[Saved entries]
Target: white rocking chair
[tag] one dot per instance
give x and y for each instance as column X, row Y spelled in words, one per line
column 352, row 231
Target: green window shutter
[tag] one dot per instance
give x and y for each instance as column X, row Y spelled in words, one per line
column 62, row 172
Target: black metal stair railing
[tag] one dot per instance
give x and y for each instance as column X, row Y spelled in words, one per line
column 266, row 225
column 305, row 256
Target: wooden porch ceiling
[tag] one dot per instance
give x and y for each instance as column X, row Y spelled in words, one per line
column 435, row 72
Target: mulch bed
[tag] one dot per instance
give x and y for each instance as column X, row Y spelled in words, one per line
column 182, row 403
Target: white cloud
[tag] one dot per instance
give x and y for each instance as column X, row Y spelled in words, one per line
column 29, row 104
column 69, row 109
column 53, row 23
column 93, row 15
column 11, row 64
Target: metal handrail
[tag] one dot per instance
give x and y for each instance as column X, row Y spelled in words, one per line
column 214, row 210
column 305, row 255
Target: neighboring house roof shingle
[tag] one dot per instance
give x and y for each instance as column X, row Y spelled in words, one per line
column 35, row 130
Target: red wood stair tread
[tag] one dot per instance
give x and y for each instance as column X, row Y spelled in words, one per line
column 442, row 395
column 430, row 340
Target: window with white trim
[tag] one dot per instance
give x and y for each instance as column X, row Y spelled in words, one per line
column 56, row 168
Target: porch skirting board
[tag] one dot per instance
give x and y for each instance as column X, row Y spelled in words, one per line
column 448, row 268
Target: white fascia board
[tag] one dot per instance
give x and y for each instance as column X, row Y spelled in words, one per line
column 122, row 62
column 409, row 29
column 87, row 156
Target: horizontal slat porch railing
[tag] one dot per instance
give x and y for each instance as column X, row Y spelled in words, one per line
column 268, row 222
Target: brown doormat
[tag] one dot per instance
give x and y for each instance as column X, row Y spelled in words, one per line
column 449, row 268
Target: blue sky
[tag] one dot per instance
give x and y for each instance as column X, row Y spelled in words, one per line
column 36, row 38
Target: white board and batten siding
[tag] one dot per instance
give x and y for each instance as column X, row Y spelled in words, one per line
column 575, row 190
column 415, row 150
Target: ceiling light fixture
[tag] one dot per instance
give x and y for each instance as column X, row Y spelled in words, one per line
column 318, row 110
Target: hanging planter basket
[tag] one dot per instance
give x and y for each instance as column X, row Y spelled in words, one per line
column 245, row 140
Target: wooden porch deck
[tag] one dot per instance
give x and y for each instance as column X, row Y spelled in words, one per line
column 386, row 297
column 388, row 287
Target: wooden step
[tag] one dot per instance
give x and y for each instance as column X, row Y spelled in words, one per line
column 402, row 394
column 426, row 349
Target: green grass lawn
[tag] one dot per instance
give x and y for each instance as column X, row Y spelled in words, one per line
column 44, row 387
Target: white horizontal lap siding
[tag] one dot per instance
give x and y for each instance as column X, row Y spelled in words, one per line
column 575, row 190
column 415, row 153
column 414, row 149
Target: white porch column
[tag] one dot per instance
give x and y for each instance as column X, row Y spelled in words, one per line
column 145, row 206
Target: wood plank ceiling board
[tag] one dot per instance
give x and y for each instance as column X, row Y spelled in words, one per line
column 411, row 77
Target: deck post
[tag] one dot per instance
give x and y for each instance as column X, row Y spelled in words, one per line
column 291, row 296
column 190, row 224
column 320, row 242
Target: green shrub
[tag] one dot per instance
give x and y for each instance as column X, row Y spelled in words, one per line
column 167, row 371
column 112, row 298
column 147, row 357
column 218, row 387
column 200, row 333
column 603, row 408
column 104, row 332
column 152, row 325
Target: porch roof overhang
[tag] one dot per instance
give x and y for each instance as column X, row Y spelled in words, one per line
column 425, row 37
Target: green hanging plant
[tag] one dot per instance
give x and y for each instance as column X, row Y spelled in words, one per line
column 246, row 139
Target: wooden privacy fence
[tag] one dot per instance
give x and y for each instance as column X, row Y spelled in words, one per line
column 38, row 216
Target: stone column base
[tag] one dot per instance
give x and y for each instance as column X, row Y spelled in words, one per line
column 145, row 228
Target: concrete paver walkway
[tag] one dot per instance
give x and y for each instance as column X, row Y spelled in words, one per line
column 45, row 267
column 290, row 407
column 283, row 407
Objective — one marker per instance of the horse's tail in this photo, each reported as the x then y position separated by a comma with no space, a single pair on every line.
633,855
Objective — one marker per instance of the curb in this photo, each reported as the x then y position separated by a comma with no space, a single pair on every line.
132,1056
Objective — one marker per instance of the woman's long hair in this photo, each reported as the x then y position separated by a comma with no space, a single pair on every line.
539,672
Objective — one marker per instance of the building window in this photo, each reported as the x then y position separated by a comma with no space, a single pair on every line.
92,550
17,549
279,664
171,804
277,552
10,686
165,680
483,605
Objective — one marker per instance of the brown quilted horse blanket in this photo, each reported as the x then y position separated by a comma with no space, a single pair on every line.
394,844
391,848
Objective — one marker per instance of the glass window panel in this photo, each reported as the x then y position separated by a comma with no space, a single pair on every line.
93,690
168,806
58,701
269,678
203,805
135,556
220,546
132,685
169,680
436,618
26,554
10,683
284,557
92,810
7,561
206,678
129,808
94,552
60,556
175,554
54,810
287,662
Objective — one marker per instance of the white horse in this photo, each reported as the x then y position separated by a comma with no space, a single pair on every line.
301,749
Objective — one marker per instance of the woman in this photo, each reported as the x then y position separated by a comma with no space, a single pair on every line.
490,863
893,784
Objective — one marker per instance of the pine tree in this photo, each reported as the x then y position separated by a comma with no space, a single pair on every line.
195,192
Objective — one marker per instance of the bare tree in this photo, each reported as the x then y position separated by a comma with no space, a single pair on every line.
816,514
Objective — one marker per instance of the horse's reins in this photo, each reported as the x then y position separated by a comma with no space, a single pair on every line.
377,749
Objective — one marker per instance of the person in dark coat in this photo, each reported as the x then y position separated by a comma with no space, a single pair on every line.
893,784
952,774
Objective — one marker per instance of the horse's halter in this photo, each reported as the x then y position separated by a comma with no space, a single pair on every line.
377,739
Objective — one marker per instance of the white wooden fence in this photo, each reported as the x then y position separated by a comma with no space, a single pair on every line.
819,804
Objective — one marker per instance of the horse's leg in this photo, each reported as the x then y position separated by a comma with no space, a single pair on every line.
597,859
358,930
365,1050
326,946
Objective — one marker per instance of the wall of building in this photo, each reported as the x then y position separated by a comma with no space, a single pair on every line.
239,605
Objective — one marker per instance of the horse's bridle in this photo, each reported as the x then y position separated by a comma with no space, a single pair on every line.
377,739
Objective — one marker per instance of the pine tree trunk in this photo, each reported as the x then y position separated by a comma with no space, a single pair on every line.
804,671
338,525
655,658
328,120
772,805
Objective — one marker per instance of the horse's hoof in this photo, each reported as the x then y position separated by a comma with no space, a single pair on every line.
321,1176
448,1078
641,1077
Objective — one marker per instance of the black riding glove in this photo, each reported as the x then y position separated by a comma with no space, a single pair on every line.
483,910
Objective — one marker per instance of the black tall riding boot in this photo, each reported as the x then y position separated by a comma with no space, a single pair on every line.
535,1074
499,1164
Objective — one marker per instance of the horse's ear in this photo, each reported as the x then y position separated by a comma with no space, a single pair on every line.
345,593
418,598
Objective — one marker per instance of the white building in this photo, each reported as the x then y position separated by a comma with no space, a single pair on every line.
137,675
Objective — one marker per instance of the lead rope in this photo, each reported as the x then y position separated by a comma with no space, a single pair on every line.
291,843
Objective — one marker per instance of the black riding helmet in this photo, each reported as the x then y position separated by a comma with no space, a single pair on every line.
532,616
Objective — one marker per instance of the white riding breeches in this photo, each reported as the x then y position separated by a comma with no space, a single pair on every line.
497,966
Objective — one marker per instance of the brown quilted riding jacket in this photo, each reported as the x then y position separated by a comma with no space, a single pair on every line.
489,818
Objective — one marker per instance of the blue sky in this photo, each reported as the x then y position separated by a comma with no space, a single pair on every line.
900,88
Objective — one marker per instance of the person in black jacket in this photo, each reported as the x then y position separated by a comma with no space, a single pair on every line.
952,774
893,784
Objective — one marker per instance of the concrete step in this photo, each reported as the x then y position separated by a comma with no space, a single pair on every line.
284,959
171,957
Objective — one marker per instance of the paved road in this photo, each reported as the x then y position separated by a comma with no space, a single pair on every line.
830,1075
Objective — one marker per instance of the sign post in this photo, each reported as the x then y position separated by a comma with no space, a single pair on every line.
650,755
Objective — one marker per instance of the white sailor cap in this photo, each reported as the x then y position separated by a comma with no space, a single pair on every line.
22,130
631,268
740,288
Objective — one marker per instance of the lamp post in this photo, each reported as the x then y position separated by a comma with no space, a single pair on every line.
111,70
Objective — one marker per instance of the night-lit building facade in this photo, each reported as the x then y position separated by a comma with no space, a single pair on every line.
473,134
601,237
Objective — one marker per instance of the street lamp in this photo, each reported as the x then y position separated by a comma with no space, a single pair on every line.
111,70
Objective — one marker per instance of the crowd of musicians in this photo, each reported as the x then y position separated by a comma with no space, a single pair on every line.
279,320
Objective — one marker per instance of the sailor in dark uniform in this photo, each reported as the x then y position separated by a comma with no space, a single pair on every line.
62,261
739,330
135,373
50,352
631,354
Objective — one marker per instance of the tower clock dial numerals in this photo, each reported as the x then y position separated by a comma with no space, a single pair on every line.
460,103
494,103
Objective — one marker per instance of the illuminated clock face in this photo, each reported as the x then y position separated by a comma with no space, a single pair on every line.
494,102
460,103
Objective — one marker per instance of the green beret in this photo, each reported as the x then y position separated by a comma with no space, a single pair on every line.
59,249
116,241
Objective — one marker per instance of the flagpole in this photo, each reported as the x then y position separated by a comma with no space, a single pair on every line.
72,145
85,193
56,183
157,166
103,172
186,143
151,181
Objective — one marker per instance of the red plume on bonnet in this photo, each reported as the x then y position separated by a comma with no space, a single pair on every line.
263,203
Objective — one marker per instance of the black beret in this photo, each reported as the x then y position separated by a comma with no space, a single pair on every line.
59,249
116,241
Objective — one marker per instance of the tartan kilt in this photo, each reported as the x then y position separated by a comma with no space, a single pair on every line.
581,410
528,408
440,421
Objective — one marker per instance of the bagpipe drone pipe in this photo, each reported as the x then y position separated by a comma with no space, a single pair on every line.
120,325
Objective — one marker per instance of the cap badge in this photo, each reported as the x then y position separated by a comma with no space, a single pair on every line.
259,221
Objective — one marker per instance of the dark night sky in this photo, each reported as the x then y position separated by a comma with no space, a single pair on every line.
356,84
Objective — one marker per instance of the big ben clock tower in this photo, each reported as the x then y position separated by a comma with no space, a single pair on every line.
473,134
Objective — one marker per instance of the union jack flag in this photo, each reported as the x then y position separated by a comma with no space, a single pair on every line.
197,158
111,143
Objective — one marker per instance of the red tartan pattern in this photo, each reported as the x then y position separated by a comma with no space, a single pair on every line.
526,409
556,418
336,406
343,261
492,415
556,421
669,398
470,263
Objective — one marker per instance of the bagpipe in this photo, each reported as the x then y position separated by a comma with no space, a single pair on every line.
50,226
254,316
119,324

### TASK GOAL:
Please go through the data above and copy each line that has the word "railing".

### RESULT OF THE EXERCISE:
Target: black metal stair railing
Target: horizontal slat porch railing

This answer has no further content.